**Что нужно сделать**
• a. Переведите на английский язык предложение «В 1920-е годы Русскую православную церковь потряс обновленческий раскол.» из текста об обновленческом расколе.
• b. Продолжите текст об обновленческом расколе, начав сразу после его последнего предложения.

==== Фрагмент документа

Ilya Ilf, Russian Orthodox Church, Orthodox Renovationism, Renovationist Church, Renovationist Split, «Living Church», Russian literature, Olga Forsh, Sergei Yesenin, Evgeny Petrov


« – Господи, – сказала матушка, посягая на локоны отца Федора, – неужели, Феденька, ты к обновленцам перейти собрался?

Такому направлению разговора отец Федор обрадовался.

– А почему, мать, не перейти мне к обновленцам? А обновленцы что, не люди?

– Люди, конечно, люди, – согласилась матушка ядовито, – как же, по иллюзионам ходят, алименты платят…

– Ну, и я по иллюзионам буду бегать.

– Бегай, пожалуйста.

– И буду бегать» [7].

Эта история про перевоплощение отца Федора (персонаж знаменитого произведения И. Ильфа и Е. Петрова) стала уже давно хрестоматийной, а изречения самого батюшки, бросившегося на поиски сокровищ мадам Петуховой, крылатыми. Однако за всей этой сценой стоит не только сатирической образ священника, которого алчность заставила сбросить рясу, но события и явления, куда более сложные, масштабные и драматичные.

В 1920-е годы Русскую православную церковь потряс обновленческий раскол. Он стал свидетельством не только ее потребностей в глубоких догматических, канонических и литургических реформах, но и многовековых болезней русской церкви – сервилизма, карьеризма, стяжательства и бюрократизации. Оформление раскола произошло не без участия специальных государственных структур, которые использовали внутрицекрковные разногласия в своей антирелигиозной политике, вовлекая в этот конфликт людей, дискредитировавших саму обновленческую идею. Как следствие, в исследовательской литературе существуют совершенно противоположные оценки обновленчества советского периода. Они варьируются от его обвинений в «ереси модернизма», религиозной / церковной реакции и предательстве интересов русской церкви, до понимания данного феномена в качестве модификации религиозно-реформаторского движения, имевшего целью укрепление позиций православия и православной церкви в новых социально-политических и культурных условиях [1,3,8,11,12,13,17,18].

Этот разброс мнений говорит о том, что обновленчество советского периода это многоликое явление, в котором нашли соединение разнонаправленные элементы, конгломерат различных идей и людей, что было обусловлено чрезвычайной сложностью исторической эпохи, его непростым социальным и культурным контекстом. По этой причине, известный исследователь обновленческого движения 1920-х гг., А. Э. Краснов-Левитин, выделяет в нем четыре основные группы: «Первая – самая многочисленная – те самые батюшки требоисправители. Вторая – прохвосты, присоединившиеся к обновленчеству, в погоне за быстрой карьерой, спешившие воспользоваться свободой нравов, дозволенной обновленцам... Третья – идейные модернисты, искренне стремившиеся к обновлению церкви. Эти жили впроголодь, ютились в захудалых приходах, теснимые властями и своим духовным начальством и не признанные народом. Они почти все кончили в лагерях. Четвертая – идеологи обновленчества. Блестящие, талантливые честолюбивые люди, выплывшие на гребне революционной волны (так сказать, церковные Бонапарты)»[10, с. 118].

========
==== Исходные записи

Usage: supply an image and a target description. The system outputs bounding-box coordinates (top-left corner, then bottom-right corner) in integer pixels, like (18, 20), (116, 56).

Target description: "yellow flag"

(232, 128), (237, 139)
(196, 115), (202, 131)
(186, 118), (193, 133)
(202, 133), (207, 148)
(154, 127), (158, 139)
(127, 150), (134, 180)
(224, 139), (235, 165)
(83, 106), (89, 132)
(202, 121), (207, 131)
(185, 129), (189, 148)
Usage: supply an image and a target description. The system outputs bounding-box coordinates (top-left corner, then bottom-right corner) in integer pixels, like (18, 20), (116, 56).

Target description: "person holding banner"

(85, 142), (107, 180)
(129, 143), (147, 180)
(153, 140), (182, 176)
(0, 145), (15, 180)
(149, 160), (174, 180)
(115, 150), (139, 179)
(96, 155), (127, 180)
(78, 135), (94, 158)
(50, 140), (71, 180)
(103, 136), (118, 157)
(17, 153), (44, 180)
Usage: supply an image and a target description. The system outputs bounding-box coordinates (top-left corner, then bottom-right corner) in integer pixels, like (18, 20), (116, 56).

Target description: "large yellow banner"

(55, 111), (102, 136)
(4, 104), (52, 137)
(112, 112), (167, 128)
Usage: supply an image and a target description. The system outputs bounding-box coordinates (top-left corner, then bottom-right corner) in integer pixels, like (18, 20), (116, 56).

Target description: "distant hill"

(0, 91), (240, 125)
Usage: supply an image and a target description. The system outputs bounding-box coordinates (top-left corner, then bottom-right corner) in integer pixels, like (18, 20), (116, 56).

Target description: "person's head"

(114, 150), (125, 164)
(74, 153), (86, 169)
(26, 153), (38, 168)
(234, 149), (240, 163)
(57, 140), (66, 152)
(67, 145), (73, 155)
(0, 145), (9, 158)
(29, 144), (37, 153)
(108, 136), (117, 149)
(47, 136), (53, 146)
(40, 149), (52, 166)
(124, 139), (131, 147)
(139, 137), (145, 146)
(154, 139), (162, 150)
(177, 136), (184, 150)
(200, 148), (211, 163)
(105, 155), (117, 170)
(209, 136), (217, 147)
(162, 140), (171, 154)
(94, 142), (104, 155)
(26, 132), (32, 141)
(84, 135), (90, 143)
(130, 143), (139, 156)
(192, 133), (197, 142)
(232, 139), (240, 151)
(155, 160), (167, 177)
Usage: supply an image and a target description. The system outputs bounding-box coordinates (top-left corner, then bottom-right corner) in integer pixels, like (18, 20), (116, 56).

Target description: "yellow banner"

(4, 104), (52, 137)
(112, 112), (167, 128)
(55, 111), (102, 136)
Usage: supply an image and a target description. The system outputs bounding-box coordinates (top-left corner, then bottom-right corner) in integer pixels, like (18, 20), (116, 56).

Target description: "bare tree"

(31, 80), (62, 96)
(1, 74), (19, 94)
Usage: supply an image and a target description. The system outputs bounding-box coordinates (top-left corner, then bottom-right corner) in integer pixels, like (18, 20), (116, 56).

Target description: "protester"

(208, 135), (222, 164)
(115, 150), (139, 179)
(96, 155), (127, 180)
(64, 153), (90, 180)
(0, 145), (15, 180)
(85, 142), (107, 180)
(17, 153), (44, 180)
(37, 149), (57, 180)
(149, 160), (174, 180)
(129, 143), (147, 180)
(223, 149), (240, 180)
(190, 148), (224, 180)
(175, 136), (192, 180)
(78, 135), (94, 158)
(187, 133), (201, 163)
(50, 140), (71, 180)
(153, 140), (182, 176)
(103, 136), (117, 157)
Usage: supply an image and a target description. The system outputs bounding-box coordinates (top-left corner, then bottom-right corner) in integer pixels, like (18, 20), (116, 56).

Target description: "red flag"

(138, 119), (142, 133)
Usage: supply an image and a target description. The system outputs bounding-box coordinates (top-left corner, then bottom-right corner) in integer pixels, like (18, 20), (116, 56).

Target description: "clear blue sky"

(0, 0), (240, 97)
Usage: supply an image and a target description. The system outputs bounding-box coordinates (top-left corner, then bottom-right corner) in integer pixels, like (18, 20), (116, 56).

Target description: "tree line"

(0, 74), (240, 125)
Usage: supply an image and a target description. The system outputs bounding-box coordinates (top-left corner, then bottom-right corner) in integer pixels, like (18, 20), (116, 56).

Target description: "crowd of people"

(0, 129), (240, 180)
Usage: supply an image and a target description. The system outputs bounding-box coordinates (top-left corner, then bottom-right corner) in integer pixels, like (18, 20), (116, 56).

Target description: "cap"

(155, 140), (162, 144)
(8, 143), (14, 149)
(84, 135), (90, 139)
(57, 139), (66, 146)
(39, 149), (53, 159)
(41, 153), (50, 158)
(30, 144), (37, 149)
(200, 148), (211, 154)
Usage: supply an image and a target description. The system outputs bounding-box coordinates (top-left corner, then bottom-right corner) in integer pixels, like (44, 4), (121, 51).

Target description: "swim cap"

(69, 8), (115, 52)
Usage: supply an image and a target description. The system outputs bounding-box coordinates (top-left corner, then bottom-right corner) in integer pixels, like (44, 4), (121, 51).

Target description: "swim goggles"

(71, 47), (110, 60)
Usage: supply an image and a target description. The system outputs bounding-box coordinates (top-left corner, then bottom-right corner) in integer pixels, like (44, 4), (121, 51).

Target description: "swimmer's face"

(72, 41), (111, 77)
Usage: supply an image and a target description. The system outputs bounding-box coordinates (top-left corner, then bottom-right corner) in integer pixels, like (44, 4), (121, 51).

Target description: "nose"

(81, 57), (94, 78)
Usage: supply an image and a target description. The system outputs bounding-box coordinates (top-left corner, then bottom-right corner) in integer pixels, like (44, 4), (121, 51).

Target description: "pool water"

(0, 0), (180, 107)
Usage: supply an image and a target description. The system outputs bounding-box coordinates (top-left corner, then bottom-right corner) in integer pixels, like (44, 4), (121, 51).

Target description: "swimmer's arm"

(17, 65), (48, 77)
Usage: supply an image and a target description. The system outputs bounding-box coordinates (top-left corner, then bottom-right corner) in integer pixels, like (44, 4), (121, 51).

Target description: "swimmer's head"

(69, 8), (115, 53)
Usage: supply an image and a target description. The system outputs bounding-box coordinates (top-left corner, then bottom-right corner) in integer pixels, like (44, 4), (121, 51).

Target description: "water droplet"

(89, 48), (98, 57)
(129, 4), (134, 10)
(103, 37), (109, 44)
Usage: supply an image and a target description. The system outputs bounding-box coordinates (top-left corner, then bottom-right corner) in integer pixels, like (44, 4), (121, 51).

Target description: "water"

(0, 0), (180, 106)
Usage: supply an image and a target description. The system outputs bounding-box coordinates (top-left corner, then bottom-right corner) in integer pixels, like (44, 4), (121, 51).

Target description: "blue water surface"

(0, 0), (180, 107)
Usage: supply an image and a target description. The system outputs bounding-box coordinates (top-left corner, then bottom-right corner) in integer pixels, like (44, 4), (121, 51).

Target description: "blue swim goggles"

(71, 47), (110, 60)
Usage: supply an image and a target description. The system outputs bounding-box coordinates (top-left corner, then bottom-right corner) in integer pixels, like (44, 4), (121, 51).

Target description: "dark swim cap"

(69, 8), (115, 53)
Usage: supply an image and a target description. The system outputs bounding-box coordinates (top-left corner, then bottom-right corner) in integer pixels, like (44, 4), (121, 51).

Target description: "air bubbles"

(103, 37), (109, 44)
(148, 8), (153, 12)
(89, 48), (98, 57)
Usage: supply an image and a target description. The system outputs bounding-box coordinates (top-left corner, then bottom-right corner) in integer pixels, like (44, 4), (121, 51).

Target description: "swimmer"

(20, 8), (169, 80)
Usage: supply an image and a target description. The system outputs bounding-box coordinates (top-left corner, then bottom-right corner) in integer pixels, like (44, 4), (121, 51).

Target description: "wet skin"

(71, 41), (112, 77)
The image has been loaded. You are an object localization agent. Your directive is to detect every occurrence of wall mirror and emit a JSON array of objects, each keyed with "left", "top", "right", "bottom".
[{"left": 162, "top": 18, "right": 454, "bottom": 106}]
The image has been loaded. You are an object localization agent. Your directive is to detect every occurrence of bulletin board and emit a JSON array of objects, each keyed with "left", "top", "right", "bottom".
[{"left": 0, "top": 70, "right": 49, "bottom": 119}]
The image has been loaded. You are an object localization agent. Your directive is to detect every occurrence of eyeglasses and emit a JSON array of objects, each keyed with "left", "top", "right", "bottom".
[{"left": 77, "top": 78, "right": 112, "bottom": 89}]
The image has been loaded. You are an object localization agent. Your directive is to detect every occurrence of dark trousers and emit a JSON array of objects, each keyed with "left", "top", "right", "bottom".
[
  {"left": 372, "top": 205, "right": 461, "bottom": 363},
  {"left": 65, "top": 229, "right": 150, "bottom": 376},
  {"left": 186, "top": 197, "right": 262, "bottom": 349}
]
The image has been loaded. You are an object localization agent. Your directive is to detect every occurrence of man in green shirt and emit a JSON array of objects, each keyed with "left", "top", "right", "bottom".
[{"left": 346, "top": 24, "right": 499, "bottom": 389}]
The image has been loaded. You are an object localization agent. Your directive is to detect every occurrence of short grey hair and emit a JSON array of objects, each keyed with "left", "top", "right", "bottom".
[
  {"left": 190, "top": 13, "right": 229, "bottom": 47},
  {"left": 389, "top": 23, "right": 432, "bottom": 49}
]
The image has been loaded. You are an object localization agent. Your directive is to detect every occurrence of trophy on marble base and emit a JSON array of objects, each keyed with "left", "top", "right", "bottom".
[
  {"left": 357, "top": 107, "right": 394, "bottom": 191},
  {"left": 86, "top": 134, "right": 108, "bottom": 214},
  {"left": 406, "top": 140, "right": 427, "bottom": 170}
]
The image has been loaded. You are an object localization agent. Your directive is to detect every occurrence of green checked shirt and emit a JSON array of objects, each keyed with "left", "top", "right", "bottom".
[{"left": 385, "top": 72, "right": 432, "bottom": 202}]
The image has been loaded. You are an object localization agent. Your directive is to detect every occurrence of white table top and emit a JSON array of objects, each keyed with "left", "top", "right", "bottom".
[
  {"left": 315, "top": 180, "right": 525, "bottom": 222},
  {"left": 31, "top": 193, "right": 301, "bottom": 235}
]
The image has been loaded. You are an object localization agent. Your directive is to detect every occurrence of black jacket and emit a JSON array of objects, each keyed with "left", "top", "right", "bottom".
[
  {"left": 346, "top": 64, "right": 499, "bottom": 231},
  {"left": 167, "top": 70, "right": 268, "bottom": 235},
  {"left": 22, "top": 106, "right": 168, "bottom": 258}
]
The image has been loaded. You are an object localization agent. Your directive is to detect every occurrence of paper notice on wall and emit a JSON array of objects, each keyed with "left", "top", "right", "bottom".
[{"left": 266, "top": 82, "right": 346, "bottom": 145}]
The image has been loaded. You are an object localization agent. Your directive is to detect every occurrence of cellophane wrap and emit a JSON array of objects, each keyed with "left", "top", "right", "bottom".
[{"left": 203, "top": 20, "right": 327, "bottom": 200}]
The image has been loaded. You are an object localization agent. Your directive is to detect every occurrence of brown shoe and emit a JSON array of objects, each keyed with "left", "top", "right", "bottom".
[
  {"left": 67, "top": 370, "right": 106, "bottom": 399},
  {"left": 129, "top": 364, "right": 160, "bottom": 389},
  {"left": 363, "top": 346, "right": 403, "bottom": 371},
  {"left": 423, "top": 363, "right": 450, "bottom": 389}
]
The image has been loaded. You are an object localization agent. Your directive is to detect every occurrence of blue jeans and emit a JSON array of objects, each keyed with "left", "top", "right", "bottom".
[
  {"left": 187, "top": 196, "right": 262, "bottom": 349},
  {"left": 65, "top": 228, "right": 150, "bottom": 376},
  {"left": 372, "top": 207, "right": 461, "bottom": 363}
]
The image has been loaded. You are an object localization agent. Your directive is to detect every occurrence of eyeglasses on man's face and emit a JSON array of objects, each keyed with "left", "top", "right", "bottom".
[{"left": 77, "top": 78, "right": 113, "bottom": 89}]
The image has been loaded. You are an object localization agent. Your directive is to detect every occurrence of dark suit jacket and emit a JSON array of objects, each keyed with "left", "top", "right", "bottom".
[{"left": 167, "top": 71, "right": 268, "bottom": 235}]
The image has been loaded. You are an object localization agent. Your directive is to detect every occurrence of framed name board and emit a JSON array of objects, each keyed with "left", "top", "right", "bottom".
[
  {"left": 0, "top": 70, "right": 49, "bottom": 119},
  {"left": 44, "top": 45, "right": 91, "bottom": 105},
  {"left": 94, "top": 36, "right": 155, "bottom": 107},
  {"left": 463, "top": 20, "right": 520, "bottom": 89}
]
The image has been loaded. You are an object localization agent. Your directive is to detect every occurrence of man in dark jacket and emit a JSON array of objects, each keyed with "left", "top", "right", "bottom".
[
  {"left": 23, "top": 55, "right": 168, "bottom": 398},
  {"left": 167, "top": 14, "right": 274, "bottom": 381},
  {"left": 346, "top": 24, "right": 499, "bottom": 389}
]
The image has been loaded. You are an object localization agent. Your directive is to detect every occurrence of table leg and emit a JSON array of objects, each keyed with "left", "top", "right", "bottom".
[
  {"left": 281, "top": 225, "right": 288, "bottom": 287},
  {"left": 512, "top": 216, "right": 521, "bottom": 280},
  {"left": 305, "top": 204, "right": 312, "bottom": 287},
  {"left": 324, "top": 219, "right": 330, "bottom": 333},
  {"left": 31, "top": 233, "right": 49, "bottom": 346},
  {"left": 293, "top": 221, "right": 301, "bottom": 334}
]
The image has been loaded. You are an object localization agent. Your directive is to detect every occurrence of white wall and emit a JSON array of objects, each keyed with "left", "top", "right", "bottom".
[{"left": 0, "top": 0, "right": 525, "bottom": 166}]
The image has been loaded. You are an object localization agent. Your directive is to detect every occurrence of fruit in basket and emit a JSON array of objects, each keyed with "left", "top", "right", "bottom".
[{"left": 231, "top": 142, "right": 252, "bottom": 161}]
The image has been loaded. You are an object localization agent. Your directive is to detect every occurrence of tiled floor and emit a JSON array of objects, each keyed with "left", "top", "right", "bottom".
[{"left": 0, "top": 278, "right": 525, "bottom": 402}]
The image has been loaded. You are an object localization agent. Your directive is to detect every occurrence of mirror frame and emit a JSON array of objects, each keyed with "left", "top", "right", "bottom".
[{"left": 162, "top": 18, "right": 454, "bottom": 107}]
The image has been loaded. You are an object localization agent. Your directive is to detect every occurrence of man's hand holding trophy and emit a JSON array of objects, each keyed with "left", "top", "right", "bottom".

========

**Готовые ответы**
• a. In the 1920s, the Russian Orthodox Church was shaken by the Renovationist schism.

• b.
Этот факт не остался незамеченным и для русской литературы 1920-х гг., которая не только отразила, но и подчеркнула многие противоречивые, порочные, а зачастую и трагичные стороны этого феномена.

Значительное место проблеме обновленчества уделено в творчестве русской советской писательницы О. Д. Форш. Так в рассказе «Для базы», впервые опубликованном в 1924 году, она повествует о судьбе провинциального малограмотного дьякона по имени Мардарий, случайно оказавшегося в Москве, но мечта, которого оживлять жизнь «новым религиозным сознанием», привела его в лагерь обновленцев:

«Дьякон Мардарий в столице больше слыхал о том новом, что творилось в церковных кругах, но, как и в Дубовой Луке, это все были злые сплетни, а сам он еще приблизиться к делу не мог. Приход его был из “мертвых” (сторонники патриарха Тихона (Белавина) – Д. Г.), и батюшка в проповедях норовил завернуть про последние дни и печать Антихриста. Конечно, все это с указанием на далекое прошлое Византии и гонение императора – арианина.

Но преотлично все знали, где сия Византия и кто будет сей арианин. А управдом Сютников, между всем прочим, и богоспец, он проведал всю платформу живцов: и кому будут давать красные митры, и кто замечен в «сокрытии ценностей», и сколь много вдовых попов с разрешения ВЦУ (обновленческое Высшее Церковное Управление – Д.Г.) поженились.

Он же приносил живцовский [5] «журнал для всех» с подсчетом на полях, сколько раз упомянуто слово “экс-пло-а-та-ция”, и прочие советские митинговые слова, вместо прежних слов божественных. А последний листок, богоспец Сютников вырезал и наклеил на твердый картон. Это было объявление о дешевой продаже плащаниц, подсвечников и хоругвий с плагиатным от гостиного двора выкриком, вроде рекламы крест на крест: «Все для церквей»!

Сютников, злорадно хихикая, берег этот листок для каких-то иных времен. А дьякону Мардарию одно любопытство: – самому поглядеть, удостовериться, точно ли живцы – антихристы? Прочтя как то раз о “совместном” выступлении, все дела неотложные бросил, в партикулярный свой костюмчик оделся, волосы шарфиком обвязал. – Хоть и модны “стрижи”, а не всякому просто, поднять руки на волосы. Молитва над ними.

Тайком ускользнул на заседание Мардарий – и в самую точку попал. Главный один доказывал, как именно вышел в церкви раскол.

Мардарий не отрывался от главного. На эстраду перед несметным народом тот выбежал и стал говорить. Разве словами? Нет. Будто чирк – подожжет, и взовьется ракета и вокруг огнями цветно... А он им упасть не дает, еще и еще...

Сразу Мардарий не понял смысла слов, боялся понять. Все, о чем он сам при царе еще, не то что робко подумывал – куды не сумел бы! – А скорей все то, от чего больно бывало, и стыдно бывало, – вот про все это проповедник, как по самой умной книжке.

А войну то, войну как разделал! Пушки, чугунные неодушевленные орудия, говорит, святой водой окропляли, чтоб им без промаха бить людей.

И про все это таким ураганом, взметает вверх, в стороны руки, сверкают глаза, весь бледный, яростный...

– Божья гроза, – шепчет Мардарий, – божья гроза.

Как девушка, скромный дьякон вовлекся в вихрь проповедника и весь замер в одном: за что скажет, за то и помру.

А говорит проповедник слова: социализм, революция... примем гонение и смерть за новое религиозное сознание.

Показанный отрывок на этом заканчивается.